▶ _PROBLEM_: Print the records below exactly, from the line containing "the blue reflection" down to the line containing "of the gold", both lines included, and omit every picture.

Point-per-instance localization data
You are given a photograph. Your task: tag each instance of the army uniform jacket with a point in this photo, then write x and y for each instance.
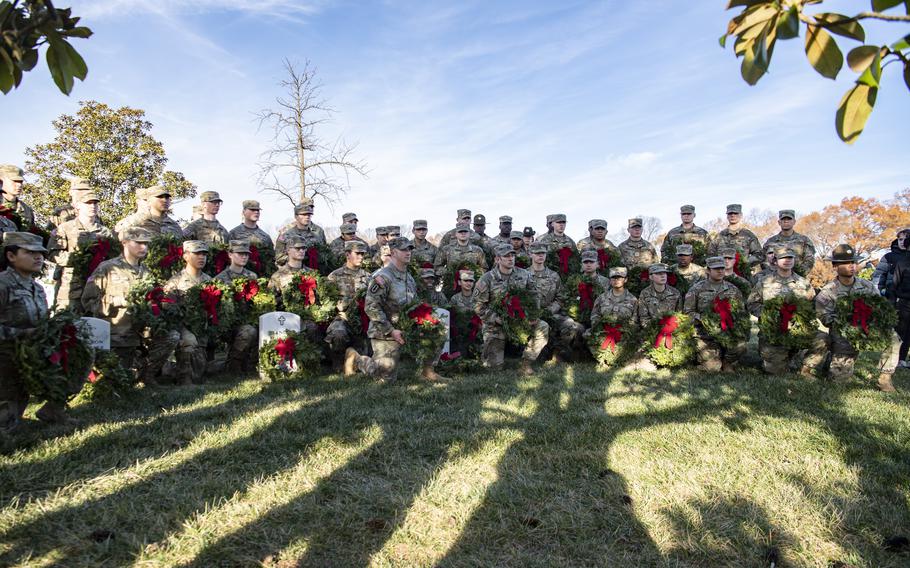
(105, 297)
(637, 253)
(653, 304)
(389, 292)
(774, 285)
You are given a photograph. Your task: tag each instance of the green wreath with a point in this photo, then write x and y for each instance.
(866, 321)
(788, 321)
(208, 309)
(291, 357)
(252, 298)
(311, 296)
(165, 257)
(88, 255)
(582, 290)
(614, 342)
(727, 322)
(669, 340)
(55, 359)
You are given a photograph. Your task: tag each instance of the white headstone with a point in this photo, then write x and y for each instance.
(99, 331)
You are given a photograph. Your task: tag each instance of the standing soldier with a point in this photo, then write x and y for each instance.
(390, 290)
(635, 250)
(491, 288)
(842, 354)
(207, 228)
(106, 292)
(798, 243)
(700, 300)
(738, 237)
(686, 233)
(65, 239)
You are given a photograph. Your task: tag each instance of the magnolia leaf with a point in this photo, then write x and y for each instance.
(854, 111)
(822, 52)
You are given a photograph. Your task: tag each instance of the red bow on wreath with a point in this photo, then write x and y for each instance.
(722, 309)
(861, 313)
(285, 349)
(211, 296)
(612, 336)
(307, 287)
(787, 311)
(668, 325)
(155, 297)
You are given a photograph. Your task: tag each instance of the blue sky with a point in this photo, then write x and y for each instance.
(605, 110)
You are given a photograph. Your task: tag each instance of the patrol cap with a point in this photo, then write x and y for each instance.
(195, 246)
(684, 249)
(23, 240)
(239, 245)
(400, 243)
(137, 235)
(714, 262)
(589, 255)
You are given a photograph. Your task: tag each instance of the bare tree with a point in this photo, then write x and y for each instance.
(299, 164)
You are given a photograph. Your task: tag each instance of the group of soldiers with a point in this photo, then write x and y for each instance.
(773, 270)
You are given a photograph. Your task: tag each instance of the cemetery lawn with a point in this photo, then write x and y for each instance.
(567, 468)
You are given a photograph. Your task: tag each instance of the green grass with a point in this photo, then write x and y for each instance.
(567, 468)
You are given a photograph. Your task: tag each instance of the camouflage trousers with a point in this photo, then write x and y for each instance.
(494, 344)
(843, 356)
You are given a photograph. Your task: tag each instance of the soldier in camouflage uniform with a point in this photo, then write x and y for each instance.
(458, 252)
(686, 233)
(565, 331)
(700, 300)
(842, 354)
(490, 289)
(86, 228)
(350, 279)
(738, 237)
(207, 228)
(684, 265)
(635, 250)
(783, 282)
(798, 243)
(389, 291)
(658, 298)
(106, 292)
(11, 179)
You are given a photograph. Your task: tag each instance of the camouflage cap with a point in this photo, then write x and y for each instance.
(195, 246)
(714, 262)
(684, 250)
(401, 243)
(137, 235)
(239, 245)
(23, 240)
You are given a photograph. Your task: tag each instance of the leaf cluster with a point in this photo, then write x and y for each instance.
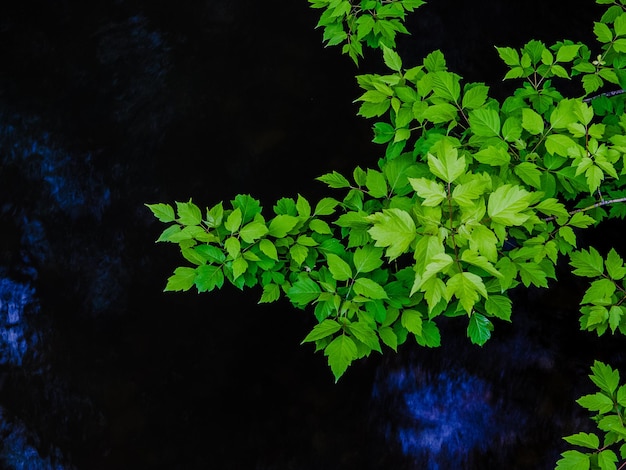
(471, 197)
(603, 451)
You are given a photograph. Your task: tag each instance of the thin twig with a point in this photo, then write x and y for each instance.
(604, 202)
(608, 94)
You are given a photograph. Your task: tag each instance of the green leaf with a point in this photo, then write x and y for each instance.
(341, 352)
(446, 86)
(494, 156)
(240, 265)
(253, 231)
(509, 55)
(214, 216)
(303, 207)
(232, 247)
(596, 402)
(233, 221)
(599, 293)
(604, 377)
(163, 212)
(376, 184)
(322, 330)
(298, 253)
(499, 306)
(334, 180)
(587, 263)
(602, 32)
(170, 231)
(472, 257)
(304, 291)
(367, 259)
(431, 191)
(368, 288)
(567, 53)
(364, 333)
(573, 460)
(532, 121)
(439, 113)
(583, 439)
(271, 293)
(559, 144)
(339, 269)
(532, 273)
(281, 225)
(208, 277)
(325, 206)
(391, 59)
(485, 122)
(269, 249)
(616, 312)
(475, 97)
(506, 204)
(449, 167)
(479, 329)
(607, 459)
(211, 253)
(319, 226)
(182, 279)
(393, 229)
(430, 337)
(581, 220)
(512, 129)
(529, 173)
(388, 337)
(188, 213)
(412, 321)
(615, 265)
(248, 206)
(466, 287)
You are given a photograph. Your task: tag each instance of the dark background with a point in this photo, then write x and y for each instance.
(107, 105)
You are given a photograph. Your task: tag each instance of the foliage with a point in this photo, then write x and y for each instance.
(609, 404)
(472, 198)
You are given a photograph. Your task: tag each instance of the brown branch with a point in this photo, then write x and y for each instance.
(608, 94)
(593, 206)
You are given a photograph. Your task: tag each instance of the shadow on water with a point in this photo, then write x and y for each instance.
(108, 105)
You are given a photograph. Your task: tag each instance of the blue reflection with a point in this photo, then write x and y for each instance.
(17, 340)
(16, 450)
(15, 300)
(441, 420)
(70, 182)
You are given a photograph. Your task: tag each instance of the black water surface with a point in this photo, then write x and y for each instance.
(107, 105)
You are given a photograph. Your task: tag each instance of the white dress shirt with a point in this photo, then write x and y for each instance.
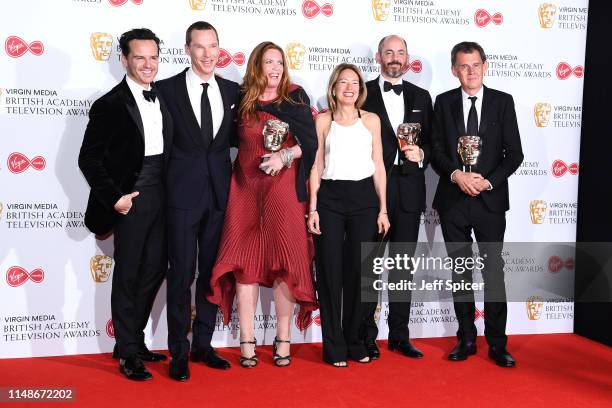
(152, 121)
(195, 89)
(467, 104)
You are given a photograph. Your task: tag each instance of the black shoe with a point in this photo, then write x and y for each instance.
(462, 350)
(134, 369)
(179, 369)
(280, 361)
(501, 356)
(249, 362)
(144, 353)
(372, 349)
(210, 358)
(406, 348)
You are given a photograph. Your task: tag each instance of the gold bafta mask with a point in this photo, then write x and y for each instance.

---

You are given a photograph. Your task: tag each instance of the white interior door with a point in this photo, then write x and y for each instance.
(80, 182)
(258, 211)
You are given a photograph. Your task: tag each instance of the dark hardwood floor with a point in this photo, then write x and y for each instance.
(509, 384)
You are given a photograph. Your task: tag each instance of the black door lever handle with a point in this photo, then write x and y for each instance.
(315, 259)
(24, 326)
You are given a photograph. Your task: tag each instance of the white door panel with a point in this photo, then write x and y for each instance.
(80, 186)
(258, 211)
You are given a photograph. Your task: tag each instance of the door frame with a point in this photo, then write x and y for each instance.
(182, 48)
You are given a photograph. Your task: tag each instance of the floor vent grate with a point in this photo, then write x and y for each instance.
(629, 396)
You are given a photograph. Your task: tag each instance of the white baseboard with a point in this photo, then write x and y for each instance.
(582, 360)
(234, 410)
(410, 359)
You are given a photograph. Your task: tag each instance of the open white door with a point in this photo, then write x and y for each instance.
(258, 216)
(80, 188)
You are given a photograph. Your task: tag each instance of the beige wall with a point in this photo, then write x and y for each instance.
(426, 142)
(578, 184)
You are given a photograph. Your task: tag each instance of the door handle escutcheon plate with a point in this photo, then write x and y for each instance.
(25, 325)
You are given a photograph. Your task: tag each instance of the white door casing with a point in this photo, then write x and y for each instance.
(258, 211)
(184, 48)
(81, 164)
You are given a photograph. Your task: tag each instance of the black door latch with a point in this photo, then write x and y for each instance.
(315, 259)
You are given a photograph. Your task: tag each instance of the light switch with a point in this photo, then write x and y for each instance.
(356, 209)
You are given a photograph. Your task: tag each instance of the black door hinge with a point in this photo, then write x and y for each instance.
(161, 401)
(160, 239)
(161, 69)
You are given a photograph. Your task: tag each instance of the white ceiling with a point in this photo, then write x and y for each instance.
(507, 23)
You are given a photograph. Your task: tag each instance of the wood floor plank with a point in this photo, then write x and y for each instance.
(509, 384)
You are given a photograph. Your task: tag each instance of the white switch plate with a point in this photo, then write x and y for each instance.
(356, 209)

---

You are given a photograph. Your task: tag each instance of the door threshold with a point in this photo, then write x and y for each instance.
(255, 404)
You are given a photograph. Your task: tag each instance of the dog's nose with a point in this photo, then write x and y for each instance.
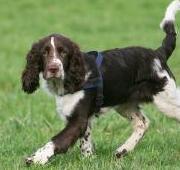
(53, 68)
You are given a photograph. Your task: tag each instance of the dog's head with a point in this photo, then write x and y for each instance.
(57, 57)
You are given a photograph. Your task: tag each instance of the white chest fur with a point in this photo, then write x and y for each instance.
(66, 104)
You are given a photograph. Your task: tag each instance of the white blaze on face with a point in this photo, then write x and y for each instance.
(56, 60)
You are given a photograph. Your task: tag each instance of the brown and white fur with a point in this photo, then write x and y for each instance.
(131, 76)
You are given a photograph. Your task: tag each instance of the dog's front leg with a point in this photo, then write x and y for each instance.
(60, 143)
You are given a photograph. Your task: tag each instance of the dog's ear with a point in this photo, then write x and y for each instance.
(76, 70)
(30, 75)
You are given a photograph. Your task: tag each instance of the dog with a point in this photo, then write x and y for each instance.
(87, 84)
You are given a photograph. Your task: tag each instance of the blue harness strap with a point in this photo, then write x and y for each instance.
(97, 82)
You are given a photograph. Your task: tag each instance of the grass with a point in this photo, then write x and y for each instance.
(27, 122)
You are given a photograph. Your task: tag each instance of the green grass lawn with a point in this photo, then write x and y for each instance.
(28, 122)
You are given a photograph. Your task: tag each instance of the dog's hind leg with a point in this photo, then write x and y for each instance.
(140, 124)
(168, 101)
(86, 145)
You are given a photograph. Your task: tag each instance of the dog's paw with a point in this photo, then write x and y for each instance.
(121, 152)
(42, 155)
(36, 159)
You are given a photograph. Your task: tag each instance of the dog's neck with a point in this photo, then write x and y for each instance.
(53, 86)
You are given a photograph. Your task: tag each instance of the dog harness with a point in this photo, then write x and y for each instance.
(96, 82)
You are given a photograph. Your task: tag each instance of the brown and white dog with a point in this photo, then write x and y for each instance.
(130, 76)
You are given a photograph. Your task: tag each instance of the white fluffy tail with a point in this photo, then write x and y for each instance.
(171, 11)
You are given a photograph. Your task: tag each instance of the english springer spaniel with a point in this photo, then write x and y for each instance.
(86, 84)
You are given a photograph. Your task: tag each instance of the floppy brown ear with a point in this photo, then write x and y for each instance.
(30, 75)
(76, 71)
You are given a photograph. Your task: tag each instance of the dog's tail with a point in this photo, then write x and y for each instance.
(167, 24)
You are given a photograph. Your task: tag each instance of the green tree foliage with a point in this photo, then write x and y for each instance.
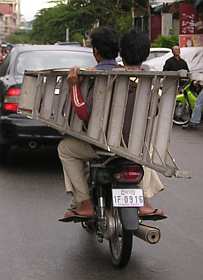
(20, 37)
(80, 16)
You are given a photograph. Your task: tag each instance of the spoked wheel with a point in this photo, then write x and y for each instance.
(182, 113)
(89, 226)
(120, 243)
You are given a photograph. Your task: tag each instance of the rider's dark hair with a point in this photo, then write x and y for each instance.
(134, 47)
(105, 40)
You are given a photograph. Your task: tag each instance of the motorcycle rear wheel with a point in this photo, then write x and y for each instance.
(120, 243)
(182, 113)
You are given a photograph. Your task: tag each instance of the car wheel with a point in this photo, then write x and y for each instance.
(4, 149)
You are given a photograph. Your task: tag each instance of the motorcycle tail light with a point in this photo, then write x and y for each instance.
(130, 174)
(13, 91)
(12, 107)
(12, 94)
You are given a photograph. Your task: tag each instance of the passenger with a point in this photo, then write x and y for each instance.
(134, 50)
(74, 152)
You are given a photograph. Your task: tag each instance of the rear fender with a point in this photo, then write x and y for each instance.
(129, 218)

▶ _YOUR RESPONSE_:
You are given a photograph. Your task: tag each instance of the blue reflection with a point in this photo, then write x and y for each instance.
(17, 340)
(16, 450)
(15, 300)
(441, 420)
(70, 182)
You are given a photograph. Your task: tag each instance of the black water surface with a point in this photo, then write x and y for each instance.
(107, 105)
You are given a photograph. Your task: tag each instance of the white dress shirt with a point in this photo, then write x and y for each instance.
(152, 121)
(195, 89)
(467, 104)
You are given a photograph. Your task: tag each instance of the black shoe with a point in this photo, then write x and y for each instance.
(462, 350)
(134, 369)
(179, 369)
(280, 361)
(501, 356)
(249, 362)
(144, 353)
(372, 349)
(210, 358)
(406, 348)
You are given a photograph. Your task: tag each instance of the gold bafta mask with a point in this photo, then write x and y for each instance.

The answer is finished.